Stored records
◆ ◆ ◆ ◆ ◆

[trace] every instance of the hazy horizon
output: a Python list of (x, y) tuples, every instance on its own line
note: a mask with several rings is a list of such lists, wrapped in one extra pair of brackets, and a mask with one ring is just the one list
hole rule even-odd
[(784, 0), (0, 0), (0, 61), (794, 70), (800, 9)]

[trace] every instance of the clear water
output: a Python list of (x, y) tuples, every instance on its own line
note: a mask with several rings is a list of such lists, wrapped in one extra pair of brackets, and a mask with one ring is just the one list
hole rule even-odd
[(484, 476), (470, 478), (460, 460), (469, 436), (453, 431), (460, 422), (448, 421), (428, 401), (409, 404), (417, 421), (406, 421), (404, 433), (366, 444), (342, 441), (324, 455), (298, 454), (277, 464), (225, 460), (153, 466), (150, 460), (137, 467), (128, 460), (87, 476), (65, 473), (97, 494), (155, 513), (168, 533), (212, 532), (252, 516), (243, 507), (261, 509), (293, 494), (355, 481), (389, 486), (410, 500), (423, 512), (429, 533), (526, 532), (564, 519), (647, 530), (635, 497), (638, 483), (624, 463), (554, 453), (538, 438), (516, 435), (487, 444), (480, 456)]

◆ ◆ ◆ ◆ ◆

INSTRUCTIONS TO FOLLOW:
Transcribe every record exactly, keeping each line as it is.

YOUR SOLUTION:
[trace] every instance of the hazy horizon
output: a Python list of (x, y) tuples, every instance on its own line
note: a mask with several rings is a list of such lists, wrapped in one extra pair of brackets, and a mask with one ring is just the one list
hole rule even-odd
[(784, 0), (0, 0), (0, 61), (794, 70), (800, 9)]

[trace] every instance of the clear water
output: a Python list of (x, y) tuples, every instance on its own line
note: a mask with several rings is a list of such lists, wrapped in one extra pair of brackets, and a mask with one ring is just the one list
hole rule even-odd
[(484, 476), (470, 478), (460, 460), (469, 436), (453, 431), (460, 422), (448, 421), (428, 401), (409, 404), (417, 421), (406, 421), (404, 433), (366, 444), (342, 441), (324, 455), (298, 454), (277, 464), (225, 460), (153, 466), (150, 460), (137, 467), (128, 460), (87, 476), (65, 473), (97, 494), (155, 513), (168, 533), (212, 532), (252, 516), (243, 507), (261, 509), (293, 494), (355, 481), (389, 486), (410, 500), (423, 512), (429, 533), (526, 532), (564, 519), (647, 530), (635, 497), (638, 483), (624, 463), (554, 453), (538, 438), (516, 435), (487, 444), (480, 456)]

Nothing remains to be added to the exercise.